== Page
Warm water reaches the base of Totten Glacier. Image: NASA.
Warm water reaches the base of Totten Glacier. Image: NASA.

    Is it possible for the news about global warming to get worse? The answer to that question, as it turns out, is yes.

    A study that raises new concerns about sea-level rise found that two seafloor gateways or "troughs" could allow warm ocean water to reach the very base of the Totten Glacier in East Antarctica. Research about the findings was published March 16 in Nature Geoscience. Here is the rundown:

    Totten Glacier: Totten Glacier's ice shelf is approximately 93 miles (150 kilometers) long and 18 miles (30 kilometers) wide. It is described by NASA as East Antarctica’s largest and most rapidly thinning glacier.

    The research: Data was collected during five Antarctic field campaigns using aircraft equipped to analyze the ice and seafloor in regions that even icebreakers are unable to reach, according to the University of Texas.
====
• **Written exercise a**:
Copy the entries word for word, from the line containing "Task: Indicate the jacket sleeve" through the end of the entries.
== Exercise data
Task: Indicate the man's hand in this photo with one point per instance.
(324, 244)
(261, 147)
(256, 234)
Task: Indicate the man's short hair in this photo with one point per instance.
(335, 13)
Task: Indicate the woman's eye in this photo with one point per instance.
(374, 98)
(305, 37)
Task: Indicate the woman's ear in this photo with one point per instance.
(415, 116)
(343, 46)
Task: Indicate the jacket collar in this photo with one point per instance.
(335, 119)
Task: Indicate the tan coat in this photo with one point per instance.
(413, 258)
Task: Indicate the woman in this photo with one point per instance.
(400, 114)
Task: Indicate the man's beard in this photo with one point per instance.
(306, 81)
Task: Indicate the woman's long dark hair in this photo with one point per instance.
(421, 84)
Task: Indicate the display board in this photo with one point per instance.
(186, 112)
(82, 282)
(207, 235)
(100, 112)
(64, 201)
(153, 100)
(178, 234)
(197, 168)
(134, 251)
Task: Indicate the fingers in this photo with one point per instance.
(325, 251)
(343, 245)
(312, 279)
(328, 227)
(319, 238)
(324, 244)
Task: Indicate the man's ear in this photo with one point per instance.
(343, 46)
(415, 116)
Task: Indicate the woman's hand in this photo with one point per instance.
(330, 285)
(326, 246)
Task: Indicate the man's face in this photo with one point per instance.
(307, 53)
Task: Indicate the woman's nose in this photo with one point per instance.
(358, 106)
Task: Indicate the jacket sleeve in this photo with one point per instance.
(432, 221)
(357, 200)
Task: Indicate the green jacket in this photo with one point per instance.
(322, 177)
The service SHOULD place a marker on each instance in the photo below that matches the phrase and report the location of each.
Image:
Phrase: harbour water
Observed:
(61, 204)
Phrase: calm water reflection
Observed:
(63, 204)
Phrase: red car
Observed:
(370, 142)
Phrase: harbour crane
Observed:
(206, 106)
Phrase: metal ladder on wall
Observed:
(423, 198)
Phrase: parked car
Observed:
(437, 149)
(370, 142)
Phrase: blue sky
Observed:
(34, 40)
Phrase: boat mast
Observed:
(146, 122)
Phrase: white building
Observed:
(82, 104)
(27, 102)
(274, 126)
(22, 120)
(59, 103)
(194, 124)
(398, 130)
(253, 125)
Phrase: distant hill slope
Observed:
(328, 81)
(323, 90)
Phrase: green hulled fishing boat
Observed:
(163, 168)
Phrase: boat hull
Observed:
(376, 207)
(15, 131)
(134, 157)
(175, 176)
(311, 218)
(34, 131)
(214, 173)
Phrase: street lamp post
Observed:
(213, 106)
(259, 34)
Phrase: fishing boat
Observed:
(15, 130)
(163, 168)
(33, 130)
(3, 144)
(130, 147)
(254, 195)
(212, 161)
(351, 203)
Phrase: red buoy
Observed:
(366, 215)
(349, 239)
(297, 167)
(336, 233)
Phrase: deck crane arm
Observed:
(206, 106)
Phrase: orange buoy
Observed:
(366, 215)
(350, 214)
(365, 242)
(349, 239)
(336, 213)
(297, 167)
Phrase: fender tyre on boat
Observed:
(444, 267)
====
• **Written exercise b**:
Extend the article on Totten Glacier, picking up right after its last sentence.

• **Written response a**:
Task: Indicate the jacket sleeve in this photo with one point per instance.
(432, 221)
(357, 200)
Task: Indicate the green jacket in this photo with one point per instance.
(322, 177)
The service SHOULD place a marker on each instance in the photo below that matches the phrase and report the location of each.
Image:
Phrase: harbour water
Observed:
(61, 204)
Phrase: calm water reflection
Observed:
(63, 204)
Phrase: red car
Observed:
(370, 142)
Phrase: harbour crane
Observed:
(206, 106)
Phrase: metal ladder on wall
Observed:
(423, 198)
Phrase: parked car
Observed:
(437, 149)
(370, 142)
Phrase: blue sky
Observed:
(34, 40)
Phrase: boat mast
Observed:
(146, 122)
Phrase: white building
Observed:
(82, 104)
(27, 102)
(274, 126)
(22, 120)
(59, 103)
(194, 124)
(398, 130)
(253, 125)
Phrase: distant hill slope
Observed:
(328, 81)
(323, 90)
Phrase: green hulled fishing boat
Observed:
(163, 168)
Phrase: boat hull
Observed:
(376, 207)
(15, 131)
(134, 157)
(175, 176)
(311, 218)
(34, 131)
(214, 173)
Phrase: street lamp post
Observed:
(213, 106)
(259, 34)
Phrase: fishing boat
Observed:
(15, 130)
(163, 168)
(33, 130)
(3, 144)
(130, 147)
(254, 195)
(212, 161)
(351, 203)
Phrase: red buoy
Observed:
(366, 215)
(349, 239)
(297, 167)
(336, 233)
Phrase: deck crane arm
Observed:
(206, 106)
Phrase: orange buoy
Observed:
(366, 215)
(350, 214)
(365, 242)
(349, 239)
(336, 213)
(297, 167)
Phrase: fender tyre on boat
Observed:
(444, 267)

• **Written response b**:
    Scientists from around the world took part in the research, including the University of Texas Institute for Geophysics, the ICECAP (International Collaboration for Exploration of the Cryosphere through Aerogeophysical Profiling) project, NASA and scientists in Europe and Australia.

    What they found: Warm ocean water could reach the glacier's base through two "seafloor gateways," according to the University of Texas.
    Scientists don’t know how long it will take for the Totten Glacier to collapse, and research on that question is ongoing.  As it is, the Intergovernmental Panel on Climate Change has predicted that the global sea level will rise 7 to 23 inches by 2100 -- but the panel admitted that this prediction did not account for melting ice sheets, according to the National Oceanic and Atmospheric Administration. 

    Why it matters: Totten Glacier drains enough ice from the East Antarctic Ice Sheet to raise global sea levels by about 11 feet (3.5 meters), scientists say. This new research helps scientists understand why the glacier is thinning. It also raises questions about how this will affect sea level rise. A researcher from Imperial College London said that destabilization of Totten Glacier could make ice inland vulnerable as well.   

    Is it irreversible? It may soon be, according to the University of Texas, “unless atmospheric and oceanic conditions change so that snowfall outpaces coastal melting."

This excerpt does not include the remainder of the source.